● **Task item**: Retype the part of the Dyness BMS protection alarms text below that begins at the words "BMS protection alarms" and stops after the words "BX51100 LV series.". Keep every word and punctuation mark unchanged.

BMS protection alarms

Battery Management System protection alarms triggered by current, voltage, or temperature conditions exceeding safe thresholds. These are the most common Dyness alarms and apply to both Tower HV and BX51100 LV series.

Charge overcurrent BMS alarm — Tower HV & BX51100

The BMS has detected a charging current exceeding the battery's rated limit. On the BX51100 the ALM LED turns red and the buzzer sounds. Common causes include incorrect inverter charge current settings (BX51100 max charge is typically 50A at 48V) or a sudden high-power solar surge. Reduce the inverter's battery charge current limit and check that inverter firmware matches the Dyness protocol version.

Discharge overcurrent BMS alarm — Tower HV & BX51100

Discharge current has exceeded the battery's rated maximum. On the BX51100, the ALM LED turns red and the buzzer sounds. This typically occurs when household demand spikes above the battery's continuous discharge rating — for example, a kettle, oven, and immersion heater running simultaneously on backup power. Reduce the load and check the inverter's max discharge current setting matches the Dyness specification.

● **Extracted data**:
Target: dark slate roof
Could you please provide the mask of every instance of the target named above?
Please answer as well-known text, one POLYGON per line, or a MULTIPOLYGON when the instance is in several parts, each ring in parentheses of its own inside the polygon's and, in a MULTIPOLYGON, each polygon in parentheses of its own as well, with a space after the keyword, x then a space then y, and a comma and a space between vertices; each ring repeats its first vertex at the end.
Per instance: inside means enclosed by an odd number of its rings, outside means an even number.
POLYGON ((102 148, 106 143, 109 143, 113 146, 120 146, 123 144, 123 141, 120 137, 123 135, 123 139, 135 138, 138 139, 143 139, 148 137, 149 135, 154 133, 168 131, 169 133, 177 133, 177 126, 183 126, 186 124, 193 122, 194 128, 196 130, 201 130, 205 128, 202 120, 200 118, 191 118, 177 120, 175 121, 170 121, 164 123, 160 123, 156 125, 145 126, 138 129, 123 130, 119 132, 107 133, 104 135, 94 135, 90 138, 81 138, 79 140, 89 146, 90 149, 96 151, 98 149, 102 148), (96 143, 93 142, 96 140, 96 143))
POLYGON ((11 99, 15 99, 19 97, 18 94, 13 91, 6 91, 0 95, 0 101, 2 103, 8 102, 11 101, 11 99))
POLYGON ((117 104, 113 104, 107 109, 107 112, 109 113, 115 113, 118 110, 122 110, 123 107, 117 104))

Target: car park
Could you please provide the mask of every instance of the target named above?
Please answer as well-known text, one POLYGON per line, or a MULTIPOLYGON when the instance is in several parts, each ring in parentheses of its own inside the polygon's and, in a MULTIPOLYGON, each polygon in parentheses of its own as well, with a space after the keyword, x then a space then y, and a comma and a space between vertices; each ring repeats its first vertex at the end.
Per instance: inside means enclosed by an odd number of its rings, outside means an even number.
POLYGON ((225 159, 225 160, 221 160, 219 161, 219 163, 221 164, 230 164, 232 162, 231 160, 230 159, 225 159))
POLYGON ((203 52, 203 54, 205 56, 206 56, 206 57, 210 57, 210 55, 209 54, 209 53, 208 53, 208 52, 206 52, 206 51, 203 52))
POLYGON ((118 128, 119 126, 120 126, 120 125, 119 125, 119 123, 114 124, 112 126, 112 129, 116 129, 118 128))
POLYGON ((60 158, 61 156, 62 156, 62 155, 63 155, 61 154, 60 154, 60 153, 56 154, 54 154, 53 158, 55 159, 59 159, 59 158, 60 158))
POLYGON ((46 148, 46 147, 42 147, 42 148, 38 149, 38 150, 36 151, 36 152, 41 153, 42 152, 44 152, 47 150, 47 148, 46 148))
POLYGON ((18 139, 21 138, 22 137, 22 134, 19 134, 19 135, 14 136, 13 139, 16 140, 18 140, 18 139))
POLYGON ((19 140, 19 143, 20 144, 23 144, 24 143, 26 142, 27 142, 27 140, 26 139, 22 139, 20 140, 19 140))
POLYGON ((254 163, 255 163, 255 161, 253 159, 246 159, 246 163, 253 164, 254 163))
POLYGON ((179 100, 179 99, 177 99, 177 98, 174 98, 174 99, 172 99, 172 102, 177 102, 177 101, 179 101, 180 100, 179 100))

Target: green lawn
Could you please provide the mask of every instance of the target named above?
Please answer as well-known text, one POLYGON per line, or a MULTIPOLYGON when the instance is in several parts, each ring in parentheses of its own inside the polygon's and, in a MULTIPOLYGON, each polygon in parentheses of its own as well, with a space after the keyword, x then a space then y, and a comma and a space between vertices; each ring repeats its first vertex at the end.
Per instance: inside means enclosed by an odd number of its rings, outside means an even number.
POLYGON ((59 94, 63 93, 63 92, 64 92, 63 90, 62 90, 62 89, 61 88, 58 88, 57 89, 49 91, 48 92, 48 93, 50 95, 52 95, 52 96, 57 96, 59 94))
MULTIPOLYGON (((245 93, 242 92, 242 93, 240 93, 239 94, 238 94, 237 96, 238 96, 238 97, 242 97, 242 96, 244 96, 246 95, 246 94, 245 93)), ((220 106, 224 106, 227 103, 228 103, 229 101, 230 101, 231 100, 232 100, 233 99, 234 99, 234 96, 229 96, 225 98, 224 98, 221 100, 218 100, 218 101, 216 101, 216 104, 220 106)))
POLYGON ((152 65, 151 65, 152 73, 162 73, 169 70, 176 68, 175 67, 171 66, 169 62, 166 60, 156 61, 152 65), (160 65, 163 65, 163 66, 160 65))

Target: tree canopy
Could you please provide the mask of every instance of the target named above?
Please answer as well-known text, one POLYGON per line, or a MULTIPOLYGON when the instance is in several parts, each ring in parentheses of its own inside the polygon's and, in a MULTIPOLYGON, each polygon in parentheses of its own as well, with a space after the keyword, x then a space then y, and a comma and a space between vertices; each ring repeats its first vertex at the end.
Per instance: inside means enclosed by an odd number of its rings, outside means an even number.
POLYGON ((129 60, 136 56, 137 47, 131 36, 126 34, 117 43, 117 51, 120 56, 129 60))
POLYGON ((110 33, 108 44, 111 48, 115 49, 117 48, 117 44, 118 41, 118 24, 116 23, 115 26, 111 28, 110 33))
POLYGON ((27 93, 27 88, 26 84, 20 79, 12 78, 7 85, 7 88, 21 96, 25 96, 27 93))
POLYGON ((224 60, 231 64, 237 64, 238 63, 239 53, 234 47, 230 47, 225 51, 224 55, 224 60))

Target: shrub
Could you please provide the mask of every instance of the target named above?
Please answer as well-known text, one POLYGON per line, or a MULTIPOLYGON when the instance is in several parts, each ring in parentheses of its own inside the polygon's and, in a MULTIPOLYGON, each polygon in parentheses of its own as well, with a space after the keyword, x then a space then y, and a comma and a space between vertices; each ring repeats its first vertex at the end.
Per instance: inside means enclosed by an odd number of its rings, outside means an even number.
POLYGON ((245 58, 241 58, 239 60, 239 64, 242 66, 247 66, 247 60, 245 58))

● **Written solution**:
BMS protection alarms

Battery Management System protection alarms triggered by current, voltage, or temperature conditions exceeding safe thresholds. These are the most common Dyness alarms and apply to both Tower HV and BX51100 LV series.